▶

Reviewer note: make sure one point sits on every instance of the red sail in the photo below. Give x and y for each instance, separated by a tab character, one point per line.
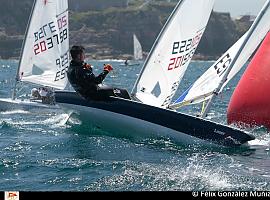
250	102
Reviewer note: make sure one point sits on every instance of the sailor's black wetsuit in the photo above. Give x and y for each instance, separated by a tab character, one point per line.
84	81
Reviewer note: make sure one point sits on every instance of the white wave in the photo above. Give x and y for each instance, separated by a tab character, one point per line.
11	112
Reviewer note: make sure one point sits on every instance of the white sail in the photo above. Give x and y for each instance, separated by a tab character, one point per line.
204	88
172	52
45	55
138	54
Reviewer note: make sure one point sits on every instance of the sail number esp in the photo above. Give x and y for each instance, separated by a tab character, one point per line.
62	67
48	37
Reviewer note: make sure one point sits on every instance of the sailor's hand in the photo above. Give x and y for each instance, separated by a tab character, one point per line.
108	67
87	66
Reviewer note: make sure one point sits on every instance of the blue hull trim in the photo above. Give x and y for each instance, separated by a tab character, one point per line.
187	124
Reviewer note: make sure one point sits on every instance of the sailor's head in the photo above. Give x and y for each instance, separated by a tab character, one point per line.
77	53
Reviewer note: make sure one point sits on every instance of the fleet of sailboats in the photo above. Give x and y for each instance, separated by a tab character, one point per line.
212	82
150	112
147	113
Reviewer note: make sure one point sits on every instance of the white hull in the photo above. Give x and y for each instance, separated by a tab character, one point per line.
9	104
129	127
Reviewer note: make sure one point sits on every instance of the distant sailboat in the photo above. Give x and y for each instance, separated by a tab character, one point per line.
137	53
212	82
250	102
45	52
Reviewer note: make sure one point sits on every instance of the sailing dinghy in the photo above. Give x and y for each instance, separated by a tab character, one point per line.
246	108
147	114
45	53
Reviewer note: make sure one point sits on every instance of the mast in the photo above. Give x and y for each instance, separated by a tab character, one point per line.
17	77
250	32
154	45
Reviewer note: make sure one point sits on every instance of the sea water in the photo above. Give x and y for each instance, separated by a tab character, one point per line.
45	152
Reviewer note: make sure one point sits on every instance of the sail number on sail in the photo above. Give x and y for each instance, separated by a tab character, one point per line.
186	48
223	64
62	64
47	36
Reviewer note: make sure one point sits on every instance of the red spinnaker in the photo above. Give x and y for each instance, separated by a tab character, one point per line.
250	102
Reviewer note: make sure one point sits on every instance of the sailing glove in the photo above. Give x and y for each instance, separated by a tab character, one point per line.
108	67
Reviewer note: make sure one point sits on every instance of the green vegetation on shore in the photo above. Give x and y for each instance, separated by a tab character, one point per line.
106	30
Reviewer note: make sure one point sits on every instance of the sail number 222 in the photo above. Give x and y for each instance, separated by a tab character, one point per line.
184	50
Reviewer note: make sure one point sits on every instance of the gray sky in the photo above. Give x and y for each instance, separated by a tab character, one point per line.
239	7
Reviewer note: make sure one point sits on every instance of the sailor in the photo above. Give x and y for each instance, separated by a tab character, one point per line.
86	83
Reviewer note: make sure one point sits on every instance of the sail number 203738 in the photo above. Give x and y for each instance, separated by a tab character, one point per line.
48	37
62	67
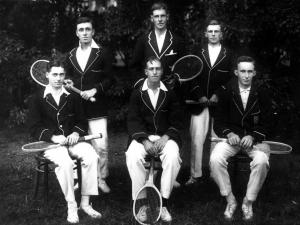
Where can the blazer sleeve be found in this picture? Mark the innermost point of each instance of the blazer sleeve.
(137, 60)
(262, 129)
(135, 124)
(175, 118)
(80, 124)
(38, 129)
(221, 126)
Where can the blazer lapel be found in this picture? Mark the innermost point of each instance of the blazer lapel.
(237, 99)
(251, 99)
(92, 58)
(167, 43)
(74, 61)
(160, 100)
(146, 100)
(221, 56)
(205, 55)
(153, 43)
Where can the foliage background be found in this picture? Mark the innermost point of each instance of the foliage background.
(269, 30)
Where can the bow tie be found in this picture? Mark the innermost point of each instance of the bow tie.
(245, 90)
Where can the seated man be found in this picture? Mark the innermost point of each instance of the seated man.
(242, 116)
(154, 120)
(57, 116)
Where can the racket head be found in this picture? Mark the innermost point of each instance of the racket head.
(187, 67)
(147, 205)
(38, 72)
(38, 146)
(279, 148)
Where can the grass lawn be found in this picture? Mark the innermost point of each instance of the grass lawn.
(277, 204)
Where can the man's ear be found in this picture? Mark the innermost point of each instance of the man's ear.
(236, 72)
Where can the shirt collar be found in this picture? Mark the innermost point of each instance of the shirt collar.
(49, 90)
(161, 86)
(93, 45)
(245, 89)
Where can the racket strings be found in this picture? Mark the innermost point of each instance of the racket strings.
(147, 206)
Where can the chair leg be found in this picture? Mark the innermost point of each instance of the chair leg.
(37, 180)
(46, 187)
(79, 175)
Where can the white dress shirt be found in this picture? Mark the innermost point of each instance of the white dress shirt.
(153, 94)
(160, 40)
(82, 56)
(244, 95)
(214, 52)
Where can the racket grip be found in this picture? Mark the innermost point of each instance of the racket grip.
(90, 137)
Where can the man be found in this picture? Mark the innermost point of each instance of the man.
(154, 120)
(217, 67)
(88, 69)
(56, 116)
(243, 116)
(159, 42)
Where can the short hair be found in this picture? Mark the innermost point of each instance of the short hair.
(152, 59)
(213, 22)
(55, 62)
(244, 58)
(84, 19)
(159, 5)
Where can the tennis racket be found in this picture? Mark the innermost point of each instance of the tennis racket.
(187, 67)
(148, 202)
(40, 146)
(38, 73)
(277, 148)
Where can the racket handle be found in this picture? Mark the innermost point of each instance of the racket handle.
(92, 99)
(90, 137)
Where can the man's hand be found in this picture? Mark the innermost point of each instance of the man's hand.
(59, 139)
(69, 83)
(214, 99)
(247, 142)
(72, 138)
(203, 100)
(160, 143)
(233, 139)
(88, 93)
(149, 147)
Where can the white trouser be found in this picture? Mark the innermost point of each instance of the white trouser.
(170, 158)
(259, 167)
(97, 126)
(198, 130)
(60, 156)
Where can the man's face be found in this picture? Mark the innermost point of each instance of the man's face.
(154, 71)
(56, 77)
(159, 18)
(213, 34)
(245, 73)
(85, 33)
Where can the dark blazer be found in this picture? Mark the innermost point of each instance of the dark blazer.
(143, 120)
(230, 115)
(146, 46)
(46, 118)
(211, 77)
(96, 75)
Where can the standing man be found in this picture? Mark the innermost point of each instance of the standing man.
(243, 116)
(217, 67)
(154, 120)
(88, 70)
(159, 42)
(56, 116)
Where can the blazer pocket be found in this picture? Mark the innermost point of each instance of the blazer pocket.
(255, 113)
(96, 71)
(223, 71)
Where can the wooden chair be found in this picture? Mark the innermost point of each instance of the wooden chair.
(43, 168)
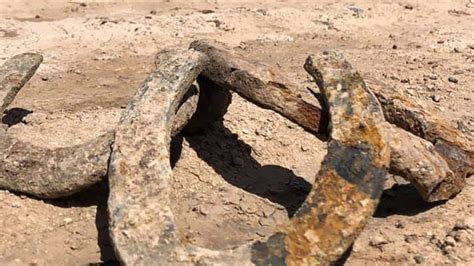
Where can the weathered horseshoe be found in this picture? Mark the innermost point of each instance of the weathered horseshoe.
(54, 173)
(344, 194)
(438, 174)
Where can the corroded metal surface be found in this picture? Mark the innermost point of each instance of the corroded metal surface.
(54, 173)
(455, 148)
(413, 158)
(344, 194)
(43, 172)
(141, 225)
(260, 84)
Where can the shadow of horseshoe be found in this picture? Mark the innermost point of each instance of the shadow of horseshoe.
(344, 194)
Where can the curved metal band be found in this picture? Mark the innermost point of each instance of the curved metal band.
(344, 195)
(54, 173)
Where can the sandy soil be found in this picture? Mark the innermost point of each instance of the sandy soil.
(251, 172)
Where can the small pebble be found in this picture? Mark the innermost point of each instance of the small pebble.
(436, 98)
(419, 259)
(378, 241)
(453, 79)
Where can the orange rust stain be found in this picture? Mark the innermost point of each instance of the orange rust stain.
(123, 168)
(308, 239)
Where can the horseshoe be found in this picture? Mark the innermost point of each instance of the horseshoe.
(344, 195)
(54, 173)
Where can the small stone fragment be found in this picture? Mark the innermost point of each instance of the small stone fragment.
(436, 98)
(419, 259)
(452, 79)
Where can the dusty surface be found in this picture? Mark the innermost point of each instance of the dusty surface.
(247, 174)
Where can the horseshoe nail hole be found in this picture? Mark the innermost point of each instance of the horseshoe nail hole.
(402, 198)
(224, 195)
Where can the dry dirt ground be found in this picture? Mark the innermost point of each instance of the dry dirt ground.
(252, 171)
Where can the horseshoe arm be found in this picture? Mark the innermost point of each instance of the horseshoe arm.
(54, 173)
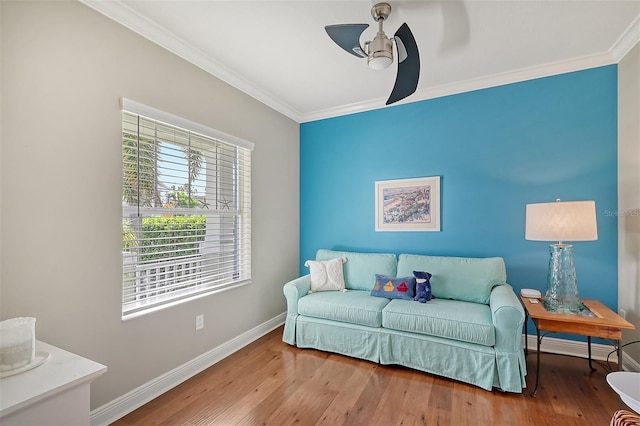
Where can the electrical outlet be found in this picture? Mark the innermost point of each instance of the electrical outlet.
(199, 322)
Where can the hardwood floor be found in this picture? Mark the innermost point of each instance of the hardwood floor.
(271, 383)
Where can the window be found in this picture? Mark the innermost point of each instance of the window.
(186, 209)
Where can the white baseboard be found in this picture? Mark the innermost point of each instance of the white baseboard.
(123, 405)
(580, 349)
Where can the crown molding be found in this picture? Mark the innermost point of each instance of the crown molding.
(126, 16)
(485, 82)
(129, 18)
(626, 41)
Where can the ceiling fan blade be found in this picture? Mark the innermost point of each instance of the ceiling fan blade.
(408, 65)
(347, 36)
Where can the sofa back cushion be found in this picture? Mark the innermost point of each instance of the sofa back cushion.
(460, 278)
(360, 269)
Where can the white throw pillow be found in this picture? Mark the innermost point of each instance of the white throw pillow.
(326, 275)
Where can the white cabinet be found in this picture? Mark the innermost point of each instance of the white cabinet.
(54, 393)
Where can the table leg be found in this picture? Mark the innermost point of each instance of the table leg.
(538, 338)
(619, 355)
(526, 334)
(589, 351)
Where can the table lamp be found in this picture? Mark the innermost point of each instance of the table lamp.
(562, 221)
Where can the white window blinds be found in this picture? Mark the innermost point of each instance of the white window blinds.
(186, 209)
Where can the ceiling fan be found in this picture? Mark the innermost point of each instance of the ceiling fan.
(379, 51)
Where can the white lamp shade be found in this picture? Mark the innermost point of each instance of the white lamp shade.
(562, 221)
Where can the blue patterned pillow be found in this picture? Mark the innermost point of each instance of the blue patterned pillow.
(394, 288)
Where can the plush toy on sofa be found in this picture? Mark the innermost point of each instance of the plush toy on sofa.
(423, 286)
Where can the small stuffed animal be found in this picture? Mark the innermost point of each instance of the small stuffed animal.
(423, 286)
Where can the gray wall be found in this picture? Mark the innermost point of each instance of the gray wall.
(64, 68)
(629, 195)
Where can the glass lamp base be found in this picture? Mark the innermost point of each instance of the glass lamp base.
(562, 286)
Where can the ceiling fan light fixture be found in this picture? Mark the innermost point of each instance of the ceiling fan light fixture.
(379, 52)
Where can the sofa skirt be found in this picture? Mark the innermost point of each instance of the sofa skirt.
(353, 340)
(466, 362)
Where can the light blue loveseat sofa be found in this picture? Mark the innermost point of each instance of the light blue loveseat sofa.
(470, 331)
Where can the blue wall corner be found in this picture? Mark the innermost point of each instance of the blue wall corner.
(496, 150)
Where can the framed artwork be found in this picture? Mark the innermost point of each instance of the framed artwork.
(408, 205)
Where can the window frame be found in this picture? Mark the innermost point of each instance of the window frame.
(240, 217)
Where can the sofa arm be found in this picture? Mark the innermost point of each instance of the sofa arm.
(508, 318)
(293, 291)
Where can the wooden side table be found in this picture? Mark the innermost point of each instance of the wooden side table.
(606, 324)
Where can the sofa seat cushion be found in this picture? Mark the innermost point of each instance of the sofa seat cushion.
(451, 319)
(353, 306)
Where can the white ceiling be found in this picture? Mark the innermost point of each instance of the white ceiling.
(279, 53)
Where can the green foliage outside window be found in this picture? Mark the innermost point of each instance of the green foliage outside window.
(167, 237)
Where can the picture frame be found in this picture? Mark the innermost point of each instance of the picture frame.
(408, 205)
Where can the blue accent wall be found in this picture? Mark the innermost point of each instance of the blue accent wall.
(496, 150)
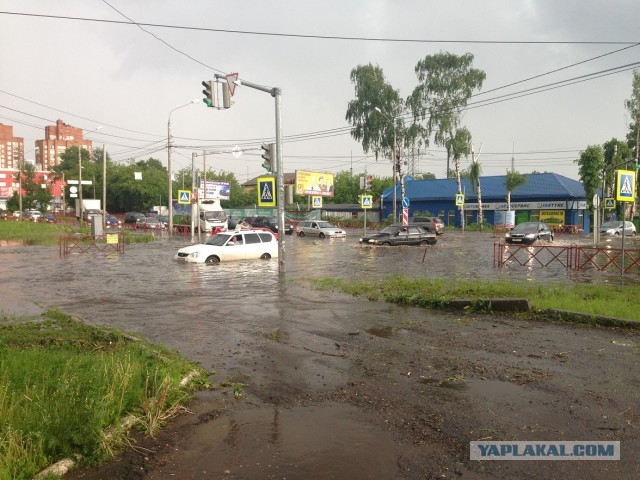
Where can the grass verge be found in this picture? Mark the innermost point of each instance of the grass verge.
(48, 234)
(592, 300)
(65, 388)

◀

The copy must start at the line containing "Where can the green" and end at the last line of the records, matching each line exactly and holding no pictures.

TASK RESPONSE =
Where can the green foliage outside window be found in this picture? Mark the innermost point of each instance of the green foliage outside window.
(167, 237)
Where can the picture frame be found in this picture? Mark the innermost point of each instance of the picture frame.
(408, 205)
Where can the blue accent wall be found in this picture? Mark the innermost point of each instance of the blue accent wall.
(496, 150)
Where can the grass verge be found in this picture? Mark the innermost point of each instance of the grass verge.
(48, 234)
(592, 300)
(65, 388)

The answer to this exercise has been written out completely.